* REQUIRED TASK
Can you rescale the stretch of rows from the line containing "dark dipping sauce" through the end of the rows? Repeat every line in it, instruction lines included, with each keypoint coordinate in the answers multiplied by 2.55 and rounded to a whole number, halves rounded up.

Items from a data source
■ ■ ■ ■ ■
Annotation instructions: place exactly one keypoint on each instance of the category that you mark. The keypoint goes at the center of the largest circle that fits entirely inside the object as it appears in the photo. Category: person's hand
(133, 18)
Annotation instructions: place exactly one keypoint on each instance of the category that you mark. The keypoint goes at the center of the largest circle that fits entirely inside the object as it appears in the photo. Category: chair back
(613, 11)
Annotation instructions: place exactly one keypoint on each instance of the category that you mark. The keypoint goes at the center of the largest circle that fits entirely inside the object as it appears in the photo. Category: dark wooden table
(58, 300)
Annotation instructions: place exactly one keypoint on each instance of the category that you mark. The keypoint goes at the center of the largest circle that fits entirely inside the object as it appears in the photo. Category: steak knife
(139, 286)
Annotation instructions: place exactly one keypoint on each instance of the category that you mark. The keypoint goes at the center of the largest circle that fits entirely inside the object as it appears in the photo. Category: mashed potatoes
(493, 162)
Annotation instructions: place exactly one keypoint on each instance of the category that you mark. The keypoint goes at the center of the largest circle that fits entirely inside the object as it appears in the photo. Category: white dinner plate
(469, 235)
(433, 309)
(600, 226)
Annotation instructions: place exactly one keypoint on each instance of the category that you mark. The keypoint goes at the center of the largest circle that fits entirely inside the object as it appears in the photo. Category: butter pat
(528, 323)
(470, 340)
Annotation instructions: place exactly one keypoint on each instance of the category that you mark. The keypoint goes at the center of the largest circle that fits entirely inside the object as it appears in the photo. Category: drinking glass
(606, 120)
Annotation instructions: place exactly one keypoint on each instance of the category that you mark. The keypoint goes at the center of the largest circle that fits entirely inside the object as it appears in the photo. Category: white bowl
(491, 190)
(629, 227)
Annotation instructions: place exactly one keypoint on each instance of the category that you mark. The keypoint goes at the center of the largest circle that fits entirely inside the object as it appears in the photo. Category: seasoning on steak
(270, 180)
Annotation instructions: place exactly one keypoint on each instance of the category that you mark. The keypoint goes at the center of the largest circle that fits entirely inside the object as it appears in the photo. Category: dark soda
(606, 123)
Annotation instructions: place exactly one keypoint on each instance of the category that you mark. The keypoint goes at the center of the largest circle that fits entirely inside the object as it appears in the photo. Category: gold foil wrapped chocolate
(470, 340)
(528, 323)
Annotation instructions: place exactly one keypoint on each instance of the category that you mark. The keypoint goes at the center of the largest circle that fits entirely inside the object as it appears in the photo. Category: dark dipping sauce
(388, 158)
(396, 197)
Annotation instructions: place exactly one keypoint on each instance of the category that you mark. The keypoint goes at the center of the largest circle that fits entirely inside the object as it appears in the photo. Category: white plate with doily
■ ■ ■ ■ ■
* TASK SOLUTION
Annotation instructions: place exactly one keypoint on each instance of the category that you mark. The keypoint goes at the center of the largest circle that fits entirely inside the object as it appears in the photo. Category: dark dipping sauce
(989, 403)
(1010, 502)
Annotation instructions: place exactly one keypoint on each instance of the category that you mark. The keypoint goes at the center of the largest circle that fits entirely inside the object as it appears in the photo. Category: white plate with doily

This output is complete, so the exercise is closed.